▶ _DATASET EXCERPTS_
┏━━
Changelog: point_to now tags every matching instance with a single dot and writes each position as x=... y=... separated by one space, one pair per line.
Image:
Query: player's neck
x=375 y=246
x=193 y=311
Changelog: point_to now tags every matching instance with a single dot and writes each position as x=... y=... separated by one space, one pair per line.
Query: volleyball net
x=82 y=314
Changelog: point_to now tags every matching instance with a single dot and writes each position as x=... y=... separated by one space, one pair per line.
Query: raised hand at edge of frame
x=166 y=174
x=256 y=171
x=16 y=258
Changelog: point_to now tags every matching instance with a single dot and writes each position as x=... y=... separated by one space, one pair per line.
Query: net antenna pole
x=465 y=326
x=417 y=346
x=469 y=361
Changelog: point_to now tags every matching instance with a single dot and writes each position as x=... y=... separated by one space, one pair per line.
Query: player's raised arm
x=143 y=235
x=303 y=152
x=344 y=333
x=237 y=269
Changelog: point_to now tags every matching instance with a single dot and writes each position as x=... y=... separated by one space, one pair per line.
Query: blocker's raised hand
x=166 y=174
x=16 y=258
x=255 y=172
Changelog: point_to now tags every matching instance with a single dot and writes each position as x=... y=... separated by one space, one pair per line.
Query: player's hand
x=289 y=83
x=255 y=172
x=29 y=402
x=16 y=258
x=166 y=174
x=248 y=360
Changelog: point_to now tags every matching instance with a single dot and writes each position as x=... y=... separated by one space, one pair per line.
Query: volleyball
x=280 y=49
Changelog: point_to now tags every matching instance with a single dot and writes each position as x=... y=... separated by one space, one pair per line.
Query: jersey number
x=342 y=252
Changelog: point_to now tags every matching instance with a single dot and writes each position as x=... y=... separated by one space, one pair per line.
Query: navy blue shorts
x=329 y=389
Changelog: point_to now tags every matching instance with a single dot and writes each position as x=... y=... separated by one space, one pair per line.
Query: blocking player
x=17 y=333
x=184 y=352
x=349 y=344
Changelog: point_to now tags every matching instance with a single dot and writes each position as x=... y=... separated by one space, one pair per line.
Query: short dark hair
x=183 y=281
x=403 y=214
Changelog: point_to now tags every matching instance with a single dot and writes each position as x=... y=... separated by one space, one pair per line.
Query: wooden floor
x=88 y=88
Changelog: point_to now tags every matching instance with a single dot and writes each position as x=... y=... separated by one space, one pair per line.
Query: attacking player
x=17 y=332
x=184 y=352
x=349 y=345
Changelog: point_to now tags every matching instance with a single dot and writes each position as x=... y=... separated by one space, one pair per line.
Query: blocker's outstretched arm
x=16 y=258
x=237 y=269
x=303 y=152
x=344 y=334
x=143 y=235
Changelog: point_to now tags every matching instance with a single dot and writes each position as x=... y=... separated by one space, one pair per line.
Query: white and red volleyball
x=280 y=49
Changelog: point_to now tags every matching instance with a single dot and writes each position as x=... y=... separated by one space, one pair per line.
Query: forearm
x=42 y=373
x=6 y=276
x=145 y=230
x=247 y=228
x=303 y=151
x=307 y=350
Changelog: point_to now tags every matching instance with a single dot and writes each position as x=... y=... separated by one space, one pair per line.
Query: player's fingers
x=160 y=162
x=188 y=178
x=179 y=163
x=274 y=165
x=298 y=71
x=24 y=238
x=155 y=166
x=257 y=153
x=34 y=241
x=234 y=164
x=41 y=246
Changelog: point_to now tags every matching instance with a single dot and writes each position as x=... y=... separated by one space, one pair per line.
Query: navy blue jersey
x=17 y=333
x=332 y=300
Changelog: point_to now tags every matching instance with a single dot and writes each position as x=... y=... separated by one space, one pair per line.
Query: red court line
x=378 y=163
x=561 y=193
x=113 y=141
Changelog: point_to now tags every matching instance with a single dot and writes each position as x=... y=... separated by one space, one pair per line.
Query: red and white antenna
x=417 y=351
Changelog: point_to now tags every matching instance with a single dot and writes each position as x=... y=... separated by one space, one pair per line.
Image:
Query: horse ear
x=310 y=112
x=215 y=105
┗━━
▶ _WHAT IS BEING ASKED_
Express every line of the records above as a Markdown table with the columns Row and Line, where Row numbers the lines in order and Line gives the text; leave out blank lines.

▶ _THE REPLY_
| Row | Line |
|---|---|
| 1 | Changelog: point_to now tags every matching instance with a single dot and writes each position as x=... y=... separated by one space, one pair per line. |
| 2 | Image: |
| 3 | Query: player's neck |
| 4 | x=375 y=246 |
| 5 | x=193 y=311 |
| 6 | Changelog: point_to now tags every matching instance with a single dot and writes each position as x=... y=... separated by one space, one pair per line. |
| 7 | Query: volleyball net |
| 8 | x=82 y=314 |
| 9 | Changelog: point_to now tags every matching instance with a single dot and writes each position as x=... y=... separated by one space, one pair per line. |
| 10 | Query: raised hand at edge of frame |
| 11 | x=166 y=174 |
| 12 | x=256 y=171 |
| 13 | x=16 y=258 |
| 14 | Changelog: point_to now tags every matching instance with a single dot and writes each position as x=... y=... separated by one space, one pair per line. |
| 15 | Query: net antenna pole |
| 16 | x=465 y=326 |
| 17 | x=417 y=346 |
| 18 | x=469 y=361 |
| 19 | Changelog: point_to now tags every matching instance with a single dot and writes each position as x=... y=... separated by one space, one pair per line. |
| 20 | Query: player's raised arm |
| 21 | x=143 y=235 |
| 22 | x=303 y=152 |
| 23 | x=344 y=333 |
| 24 | x=237 y=269 |
| 25 | Changelog: point_to now tags every matching instance with a single dot and writes each position as x=... y=... separated by one space, one pair per line. |
| 26 | Query: blocker's raised hand |
| 27 | x=166 y=174 |
| 28 | x=16 y=258 |
| 29 | x=255 y=172 |
| 30 | Changelog: point_to now tags every matching instance with a single dot and writes each position as x=... y=... separated by one space, one pair per line. |
| 31 | Query: player's hand |
| 32 | x=289 y=83 |
| 33 | x=255 y=172 |
| 34 | x=29 y=402 |
| 35 | x=16 y=258 |
| 36 | x=166 y=174 |
| 37 | x=248 y=360 |
| 38 | Changelog: point_to now tags every matching instance with a single dot and writes each position as x=... y=... separated by one space, one pair per line. |
| 39 | Query: volleyball |
| 40 | x=280 y=49 |
| 41 | Changelog: point_to now tags every matching instance with a single dot and writes each position as x=... y=... separated by one space, one pair per line. |
| 42 | Query: jersey number |
| 43 | x=342 y=252 |
| 44 | Changelog: point_to now tags every matching instance with a single dot and writes each position as x=... y=... separated by one space, one pair per line. |
| 45 | Query: navy blue shorts |
| 46 | x=329 y=389 |
| 47 | Changelog: point_to now tags every matching instance with a single dot and writes each position as x=... y=... separated by one space, one pair per line. |
| 48 | Query: blocking player |
| 49 | x=17 y=333 |
| 50 | x=184 y=352 |
| 51 | x=349 y=344 |
| 52 | Changelog: point_to now tags every matching instance with a single dot and writes each position as x=... y=... separated by one space, one pair per line. |
| 53 | Query: short dark hair |
| 54 | x=183 y=281 |
| 55 | x=403 y=214 |
| 56 | Changelog: point_to now tags every matching instance with a single dot and writes each position as x=... y=... separated by one space, one pair per line. |
| 57 | Query: wooden floor |
| 58 | x=88 y=88 |
| 59 | Changelog: point_to now tags every matching instance with a single dot and writes each position as x=... y=... separated by one space, one pair per line. |
| 60 | Query: attacking player |
| 61 | x=17 y=332 |
| 62 | x=184 y=352 |
| 63 | x=349 y=345 |
| 64 | Changelog: point_to now tags every matching instance with a single dot and writes each position as x=... y=... separated by one space, one pair per line. |
| 65 | Query: blocker's outstretched arm |
| 66 | x=16 y=258 |
| 67 | x=237 y=269 |
| 68 | x=303 y=152 |
| 69 | x=344 y=334 |
| 70 | x=143 y=235 |
| 71 | Changelog: point_to now tags every matching instance with a single dot and writes each position as x=... y=... separated by one space, one pair per line. |
| 72 | Query: white and red volleyball |
| 73 | x=280 y=49 |
| 74 | Changelog: point_to now tags every matching instance with a single dot and writes each position as x=... y=... separated by one space, one pair per line. |
| 75 | Query: forearm |
| 76 | x=42 y=373 |
| 77 | x=6 y=276 |
| 78 | x=145 y=230 |
| 79 | x=247 y=228 |
| 80 | x=303 y=151 |
| 81 | x=307 y=350 |
| 82 | Changelog: point_to now tags every matching instance with a single dot and writes each position as x=... y=... separated by one space, one pair per line. |
| 83 | Query: player's fingers |
| 84 | x=160 y=162 |
| 85 | x=188 y=178 |
| 86 | x=179 y=163 |
| 87 | x=274 y=165 |
| 88 | x=298 y=71 |
| 89 | x=24 y=238 |
| 90 | x=155 y=166 |
| 91 | x=257 y=153 |
| 92 | x=34 y=241 |
| 93 | x=234 y=164 |
| 94 | x=41 y=246 |
| 95 | Changelog: point_to now tags every matching instance with a single dot and writes each position as x=... y=... separated by one space, one pair per line. |
| 96 | Query: navy blue jersey |
| 97 | x=17 y=333 |
| 98 | x=332 y=300 |
| 99 | Changelog: point_to now tags every matching instance with a single dot and writes each position as x=... y=... separated by one space, one pair per line. |
| 100 | Query: red court line |
| 101 | x=378 y=163 |
| 102 | x=561 y=193 |
| 103 | x=113 y=141 |
| 104 | Changelog: point_to now tags every matching instance with a single dot and writes each position as x=... y=... separated by one space, one pair per line. |
| 105 | Query: red and white antenna |
| 106 | x=417 y=351 |
| 107 | Changelog: point_to now tags every matching instance with a single dot and writes each position as x=... y=... separated by one space, one pair per line. |
| 108 | Image: |
| 109 | Query: horse ear |
| 110 | x=310 y=112 |
| 111 | x=215 y=105 |